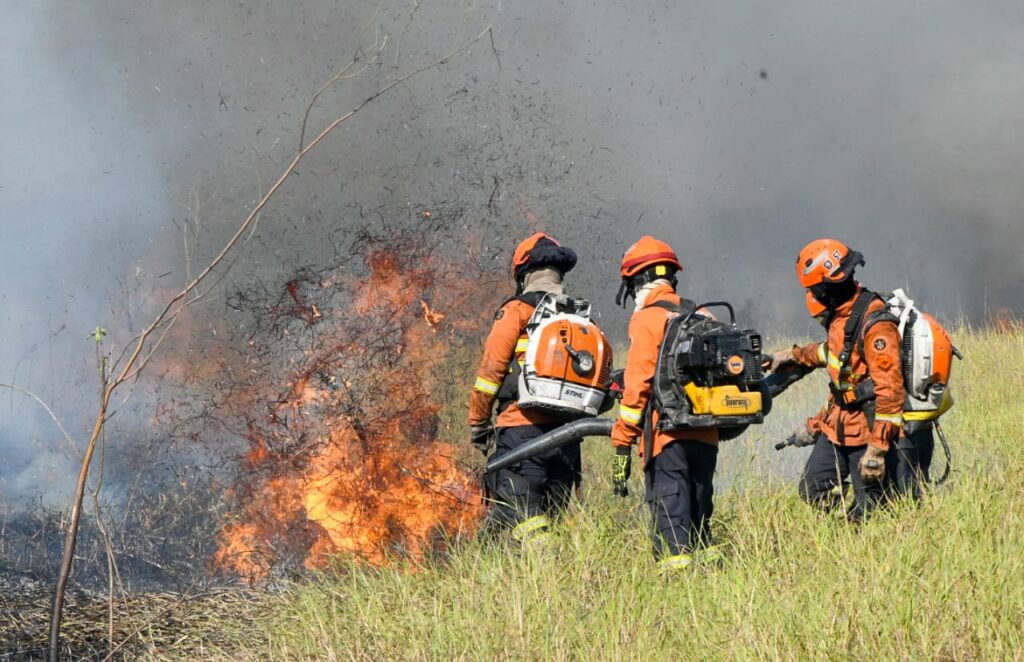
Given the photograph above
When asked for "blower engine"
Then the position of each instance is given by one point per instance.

==============================

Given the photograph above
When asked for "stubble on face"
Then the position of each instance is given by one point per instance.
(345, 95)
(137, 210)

==============================

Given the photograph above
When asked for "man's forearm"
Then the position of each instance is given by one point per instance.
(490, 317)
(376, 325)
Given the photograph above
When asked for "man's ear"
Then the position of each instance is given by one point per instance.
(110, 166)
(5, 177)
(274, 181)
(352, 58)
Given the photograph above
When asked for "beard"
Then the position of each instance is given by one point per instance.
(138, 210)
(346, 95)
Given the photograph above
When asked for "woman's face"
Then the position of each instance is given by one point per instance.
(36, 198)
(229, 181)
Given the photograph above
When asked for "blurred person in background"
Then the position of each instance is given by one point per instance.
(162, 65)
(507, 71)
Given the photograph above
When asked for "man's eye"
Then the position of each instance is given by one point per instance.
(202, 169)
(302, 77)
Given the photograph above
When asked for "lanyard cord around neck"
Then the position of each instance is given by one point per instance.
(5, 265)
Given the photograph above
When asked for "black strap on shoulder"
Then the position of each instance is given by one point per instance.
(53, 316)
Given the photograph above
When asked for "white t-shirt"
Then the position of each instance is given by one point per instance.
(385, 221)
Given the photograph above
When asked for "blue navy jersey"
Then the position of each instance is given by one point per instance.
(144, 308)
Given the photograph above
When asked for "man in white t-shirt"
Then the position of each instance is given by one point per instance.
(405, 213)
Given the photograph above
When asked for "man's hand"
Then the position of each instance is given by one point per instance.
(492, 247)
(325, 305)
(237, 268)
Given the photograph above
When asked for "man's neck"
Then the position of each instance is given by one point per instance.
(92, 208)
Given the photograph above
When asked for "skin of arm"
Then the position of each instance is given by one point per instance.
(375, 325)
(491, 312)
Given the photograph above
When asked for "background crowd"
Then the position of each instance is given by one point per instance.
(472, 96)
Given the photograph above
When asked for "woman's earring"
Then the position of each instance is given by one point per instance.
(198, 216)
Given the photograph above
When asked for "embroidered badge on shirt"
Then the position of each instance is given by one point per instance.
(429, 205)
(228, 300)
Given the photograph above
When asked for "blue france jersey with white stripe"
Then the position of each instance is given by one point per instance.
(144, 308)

==============================

Gather every line from the entries above that contains the word "blue", and copy each one unchanged.

• _Task response_
When asked for "blue navy jersey"
When asked for "blue france jersey with white stripe"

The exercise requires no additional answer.